<<<<

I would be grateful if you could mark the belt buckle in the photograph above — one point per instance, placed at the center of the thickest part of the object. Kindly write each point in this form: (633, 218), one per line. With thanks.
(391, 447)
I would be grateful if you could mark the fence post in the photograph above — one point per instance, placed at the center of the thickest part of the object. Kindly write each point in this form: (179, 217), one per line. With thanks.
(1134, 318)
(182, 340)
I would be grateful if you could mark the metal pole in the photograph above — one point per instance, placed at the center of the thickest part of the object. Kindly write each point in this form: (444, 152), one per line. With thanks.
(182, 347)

>>>>

> [Exercise aim]
Rewrite all the records, replacing "thickest part" with "widest part" everywhere and leaving everything else unchanged.

> [Worked solution]
I would be grateful if you could mark the belt buckle in the photograph above — one point per instance, placed at the center of the widest part of the object. Kindly write each point in this form: (633, 218), one per line. With thanks.
(391, 447)
I would be grateful if you could mark the fence post in the photograph above — one point per instance, placed at the center of the widest part of the object. Kindly write each point in this form: (179, 217), one per line. With thanks.
(1134, 318)
(182, 340)
I would be grateful if you could mark the metal pole in the photograph above — one point per instance, placed at the center of the widest part of the object. Kindly write each point in this form: (444, 152), one per line. With thanks.
(182, 347)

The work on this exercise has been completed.